## THE TASK
Which lines run from the one containing "point: red painted" to the end of the listing? Copy them out exactly, leaving out the rest.

## DATA PROVIDED

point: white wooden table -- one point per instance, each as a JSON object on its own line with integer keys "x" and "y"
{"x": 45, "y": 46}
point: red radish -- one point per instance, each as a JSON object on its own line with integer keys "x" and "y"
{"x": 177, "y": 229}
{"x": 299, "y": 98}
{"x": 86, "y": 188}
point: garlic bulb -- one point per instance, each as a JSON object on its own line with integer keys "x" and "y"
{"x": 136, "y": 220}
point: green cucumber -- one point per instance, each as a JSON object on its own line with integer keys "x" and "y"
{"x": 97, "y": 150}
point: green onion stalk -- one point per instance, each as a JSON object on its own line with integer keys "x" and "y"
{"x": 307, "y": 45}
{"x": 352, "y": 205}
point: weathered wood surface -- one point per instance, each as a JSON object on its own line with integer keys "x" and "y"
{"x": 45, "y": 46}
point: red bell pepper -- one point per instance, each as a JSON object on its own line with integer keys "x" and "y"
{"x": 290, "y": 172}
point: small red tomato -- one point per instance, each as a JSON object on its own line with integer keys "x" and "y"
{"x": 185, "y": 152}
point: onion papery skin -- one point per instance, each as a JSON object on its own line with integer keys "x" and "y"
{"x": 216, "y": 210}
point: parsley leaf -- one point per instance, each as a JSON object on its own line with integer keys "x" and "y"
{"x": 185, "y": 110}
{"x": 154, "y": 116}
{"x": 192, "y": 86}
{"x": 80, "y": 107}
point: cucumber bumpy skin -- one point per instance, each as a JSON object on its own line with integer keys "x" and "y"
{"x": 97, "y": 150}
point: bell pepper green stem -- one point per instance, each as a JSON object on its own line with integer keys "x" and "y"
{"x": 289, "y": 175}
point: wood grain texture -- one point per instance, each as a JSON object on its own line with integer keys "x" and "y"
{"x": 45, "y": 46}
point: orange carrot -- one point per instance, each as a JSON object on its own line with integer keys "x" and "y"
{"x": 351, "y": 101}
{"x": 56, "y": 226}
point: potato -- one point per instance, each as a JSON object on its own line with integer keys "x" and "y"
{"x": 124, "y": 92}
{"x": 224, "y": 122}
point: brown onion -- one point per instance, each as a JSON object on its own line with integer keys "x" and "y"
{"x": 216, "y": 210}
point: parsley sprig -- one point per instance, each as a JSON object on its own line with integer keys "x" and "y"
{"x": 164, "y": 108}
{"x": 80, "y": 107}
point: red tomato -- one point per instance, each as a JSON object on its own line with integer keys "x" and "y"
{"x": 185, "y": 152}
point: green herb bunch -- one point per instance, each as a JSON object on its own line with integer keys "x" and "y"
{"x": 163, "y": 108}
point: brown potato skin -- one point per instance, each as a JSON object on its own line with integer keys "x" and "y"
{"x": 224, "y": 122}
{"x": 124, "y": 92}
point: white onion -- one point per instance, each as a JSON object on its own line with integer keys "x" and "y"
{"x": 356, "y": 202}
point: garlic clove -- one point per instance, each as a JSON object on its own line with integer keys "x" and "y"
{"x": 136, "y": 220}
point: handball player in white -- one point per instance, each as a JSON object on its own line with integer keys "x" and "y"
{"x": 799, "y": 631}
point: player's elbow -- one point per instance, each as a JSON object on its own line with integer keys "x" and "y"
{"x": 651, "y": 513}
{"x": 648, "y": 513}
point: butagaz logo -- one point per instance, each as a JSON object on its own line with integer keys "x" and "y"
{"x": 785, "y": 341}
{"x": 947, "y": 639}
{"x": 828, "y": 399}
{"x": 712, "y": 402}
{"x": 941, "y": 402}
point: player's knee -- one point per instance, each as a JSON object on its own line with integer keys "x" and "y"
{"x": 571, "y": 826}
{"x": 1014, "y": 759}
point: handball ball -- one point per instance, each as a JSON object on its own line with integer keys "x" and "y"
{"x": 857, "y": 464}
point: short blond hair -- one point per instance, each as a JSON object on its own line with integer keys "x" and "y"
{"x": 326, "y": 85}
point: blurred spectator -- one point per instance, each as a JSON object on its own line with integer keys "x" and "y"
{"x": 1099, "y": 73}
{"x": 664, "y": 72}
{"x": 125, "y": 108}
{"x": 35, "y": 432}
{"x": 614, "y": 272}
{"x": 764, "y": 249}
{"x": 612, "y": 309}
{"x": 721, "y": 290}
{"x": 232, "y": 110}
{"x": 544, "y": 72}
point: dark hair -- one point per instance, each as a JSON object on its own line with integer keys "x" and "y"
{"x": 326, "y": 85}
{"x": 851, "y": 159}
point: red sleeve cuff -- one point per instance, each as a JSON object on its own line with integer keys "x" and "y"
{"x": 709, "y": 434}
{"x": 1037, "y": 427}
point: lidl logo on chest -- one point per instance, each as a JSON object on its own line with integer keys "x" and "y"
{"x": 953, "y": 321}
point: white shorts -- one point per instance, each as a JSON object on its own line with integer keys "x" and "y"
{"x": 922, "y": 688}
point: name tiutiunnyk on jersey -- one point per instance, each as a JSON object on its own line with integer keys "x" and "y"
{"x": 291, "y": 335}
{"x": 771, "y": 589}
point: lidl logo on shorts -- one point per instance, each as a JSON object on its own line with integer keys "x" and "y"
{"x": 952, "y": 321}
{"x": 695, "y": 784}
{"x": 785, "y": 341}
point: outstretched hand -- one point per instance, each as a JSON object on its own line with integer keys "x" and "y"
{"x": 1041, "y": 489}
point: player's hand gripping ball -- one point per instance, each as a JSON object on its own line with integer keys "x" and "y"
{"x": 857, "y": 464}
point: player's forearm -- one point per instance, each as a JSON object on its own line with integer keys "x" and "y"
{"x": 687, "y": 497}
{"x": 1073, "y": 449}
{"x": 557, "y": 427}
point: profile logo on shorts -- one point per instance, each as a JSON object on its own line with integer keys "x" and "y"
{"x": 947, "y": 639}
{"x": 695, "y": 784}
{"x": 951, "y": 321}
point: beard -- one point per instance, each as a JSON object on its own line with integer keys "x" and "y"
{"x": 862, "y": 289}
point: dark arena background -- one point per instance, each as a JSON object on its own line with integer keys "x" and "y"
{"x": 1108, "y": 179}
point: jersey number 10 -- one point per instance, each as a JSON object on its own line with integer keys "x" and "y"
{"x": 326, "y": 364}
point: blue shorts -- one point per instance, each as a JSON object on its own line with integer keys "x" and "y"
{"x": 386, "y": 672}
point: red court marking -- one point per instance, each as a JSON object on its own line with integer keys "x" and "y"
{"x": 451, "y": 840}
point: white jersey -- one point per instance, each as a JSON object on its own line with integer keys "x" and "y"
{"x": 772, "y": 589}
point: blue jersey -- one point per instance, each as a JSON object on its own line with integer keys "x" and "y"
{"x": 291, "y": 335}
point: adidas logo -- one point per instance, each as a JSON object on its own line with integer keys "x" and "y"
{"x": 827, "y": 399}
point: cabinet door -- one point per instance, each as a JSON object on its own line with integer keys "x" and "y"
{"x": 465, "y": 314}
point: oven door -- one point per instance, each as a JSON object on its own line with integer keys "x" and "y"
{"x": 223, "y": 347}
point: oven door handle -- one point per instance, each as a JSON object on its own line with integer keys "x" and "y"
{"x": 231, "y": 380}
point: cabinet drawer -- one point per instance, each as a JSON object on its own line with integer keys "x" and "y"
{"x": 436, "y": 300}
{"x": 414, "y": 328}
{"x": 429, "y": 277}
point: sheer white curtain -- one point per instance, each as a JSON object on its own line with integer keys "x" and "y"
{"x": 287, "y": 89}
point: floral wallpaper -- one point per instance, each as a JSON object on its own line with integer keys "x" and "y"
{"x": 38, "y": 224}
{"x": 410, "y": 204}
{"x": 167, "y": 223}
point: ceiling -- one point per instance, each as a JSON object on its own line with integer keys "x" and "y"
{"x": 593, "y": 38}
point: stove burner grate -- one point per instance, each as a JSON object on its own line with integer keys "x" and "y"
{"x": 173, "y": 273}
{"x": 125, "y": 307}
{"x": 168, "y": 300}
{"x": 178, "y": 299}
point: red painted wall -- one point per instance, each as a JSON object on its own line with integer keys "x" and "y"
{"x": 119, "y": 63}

## ANSWER FOR THIS EXERCISE
point: red painted wall -- one point per instance, each as a JSON object on its own line with integer keys "x" and "y"
{"x": 119, "y": 63}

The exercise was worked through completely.